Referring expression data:

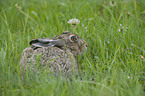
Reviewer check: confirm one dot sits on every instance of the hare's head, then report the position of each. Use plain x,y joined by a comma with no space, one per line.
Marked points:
66,40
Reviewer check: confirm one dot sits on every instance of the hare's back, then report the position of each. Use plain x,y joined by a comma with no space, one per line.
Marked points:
52,59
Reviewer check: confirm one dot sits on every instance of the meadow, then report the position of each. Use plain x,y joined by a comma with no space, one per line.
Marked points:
113,65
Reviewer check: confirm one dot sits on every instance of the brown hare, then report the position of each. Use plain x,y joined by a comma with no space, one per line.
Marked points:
56,54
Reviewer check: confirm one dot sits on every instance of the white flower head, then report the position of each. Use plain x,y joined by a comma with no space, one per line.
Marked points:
74,21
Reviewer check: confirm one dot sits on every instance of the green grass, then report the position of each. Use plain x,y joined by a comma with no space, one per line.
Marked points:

* _WHAT TO WORK ON_
All of the lines above should be retyped precisely, apart from the pictures.

* _OUTPUT OF THE EXERCISE_
Reviewer check: confirm one dot sits on every instance of the hare's head, then report the position of each. Use plain x,y joined by a comma with no space, one per line.
Marked points:
66,40
Reviewer check: confirm one dot sits on every instance of the hare's back, then report the position of each. Use plain x,y joined by a comma with no space, one per line.
Marked points:
52,59
Reviewer check: confirm one dot sits on every instance of the meadow, then report the position of each. Use plain x,y joined by a comma with no space, one per line.
Marked points:
113,65
Reviewer check: confirm one dot sits on every instance of the brown hare, then report the position of each. Use plain x,y joined by a comma with no space, one per line.
Marked points:
56,54
Reviewer check: confirm one dot sits on every instance of the white flower head, then report the position of each. Use plain x,y joined by a comma with no space, one per line.
Marked points:
74,21
Reviewer check: confirm one dot sits on every instance of the green grass, then report the position of each. Use plain x,y joined by a comma with no space, one per line.
Marked points:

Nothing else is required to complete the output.